▶ **Passage given**
Speaker: Krishnan Rajeshwar

 

Summary: Benign substitutes such as oxygenates (e.g., ethanol), burning of any fuel generates the greenhouse gas, carbon dioxide (CO2). In the specific case o Brazil, combustion of sugarcane-derived alcohol fuel will pose long-term climate issues with the inevitable generation of CO2. Thus it is imperative that solutions be quickly found for the remediation of CO2 emissions. This R&D problem becomes especially attractive if value-added products can be generated during the remediation process itself. This talk will specifically

focus on two such related approaches, namely: electrochemical (EC) and photoelectrochemical (PEC) conversion of CO2 to products such as C1-C3 hydrocarbons (e.g., methane) and oxygenates such as alcohols.Of the myriad electrode materials that have been used for the EC and PEC reduction of CO2 in aqueous media, copper oxide/copper interfaces have shown a remarkable range of hydrocarbon and oxygenated products including acids, aldehydes, ketones, and alcohols. This perspective talk highlights experimental evidence for the fact that both EC and PEC reduction scenarios have similar chemical and morphological underpinnings in the in situ formation of copper nanocubes on the (photo) cathode surface. Recent rapid developments in our fundamental understanding of these interfaces and areas requiring further studies are discussed in the light of recent studies in the authors’ laboratories and elsewhere.

▶ **Exercises to complete**
A) According to the talk summary on CO2 conversion, which interfaces have shown a remarkable range of hydrocarbon and oxygenated products in aqueous media?
B) Carry on the talk summary on CO2 conversion from its last sentence.
The material isn't needed for any of this.

▶ **Recorded information**
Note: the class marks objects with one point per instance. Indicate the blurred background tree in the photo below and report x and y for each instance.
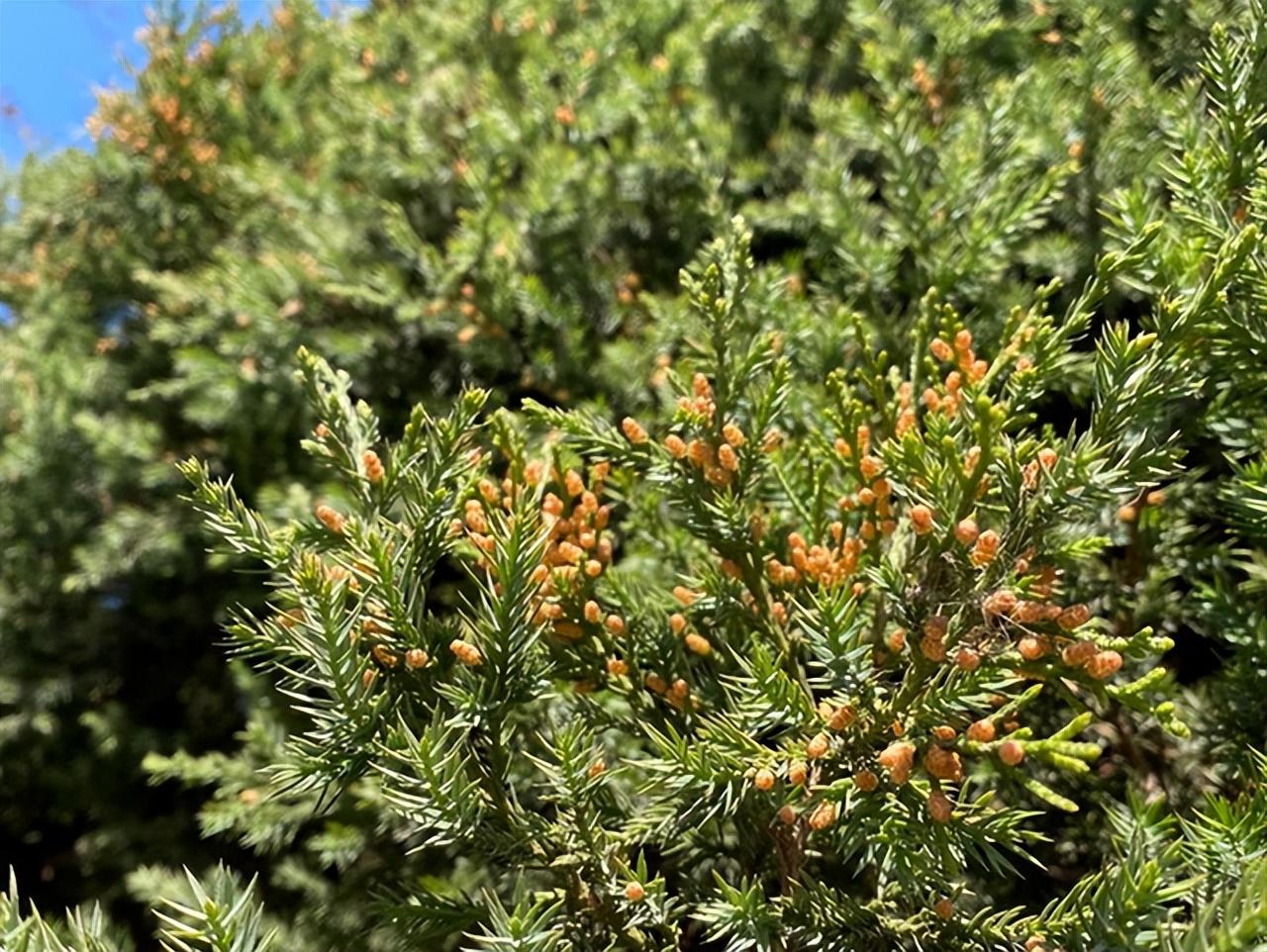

▶ **Per-task answers**
A) Copper oxide/copper interfaces.

B)
Muhammad N. Huda

Seminar 2: Prediction and pure-phase stability of complex solar absorber materials.

Speaker: Muhammad N. Huda

 

Summary: To make solar energy competitive with fossil fuels, sustainable and cost effective solar absorber materials are needed. In this regards, we are particularly interested in multi-cation complex alloy materials as they offer flexible pathways to tune their electronic and optical properties. However, once the material is selected, the primary challenge is to predict whether the material (pristine or doped) can be synthesized as pure-phase in thermodynamic equilibrium conditions. We will present density functional theory (DFT)

studies on three such examples for solar absorber materials: (i) Prediction of new solar absorber materials: CuSnW2O8 (CTTO), (ii) Cu2ZnSnS (Se) (CZTS) and (ii) Bi2Ti2O7 (BTO). We’ll fist present new solar absorber material, CTTO, predicted by our materials discovery protocol. We’ll discuss its electronic and optical properties, and analyze its stability. Chemical potential landscape analysis revealed that CTTO can be synthesized at flexible experimental growth conditions. Finally, like other Cu-based compounds, the formation of Cu vacancies is highly probable, even at Cu-rich growth condition, which could introduce p-type activity in CTTO. Next we’ll show from the chemical potential landscape analysis that the formation of stoichiometric CZTS is practically impossible under thermodynamic equilibrium condition. Our study justifies the experimental growth conditions of CZTS (Zn rich and Cu-poor) for higher solar-to-current conversion efficiency. Growth condition for p-type CZTS and suitable reaction pathways will be presented.In the third example, a resent experiment showed that a transition metal, such as Fe doping, can enhanced photo-current in bismuth titanate (Bi2Ti2O7) up to an impurity concentration of ~1%. Beyond this impurity concentration the photocurrent decreased due to the formation of Fe2O3 phase. Our theoretical study predicted the doping configurations and suitable chemical potential ranges to avoid formation of the Fe2O3 phase in Fe- doped BTO in order to increase the photo -current.

Edson A. Ticianelli

Seminar 3: Structure, performance and stability of cathode and anode nanocatalysts for low-temperature fuel cell reactions.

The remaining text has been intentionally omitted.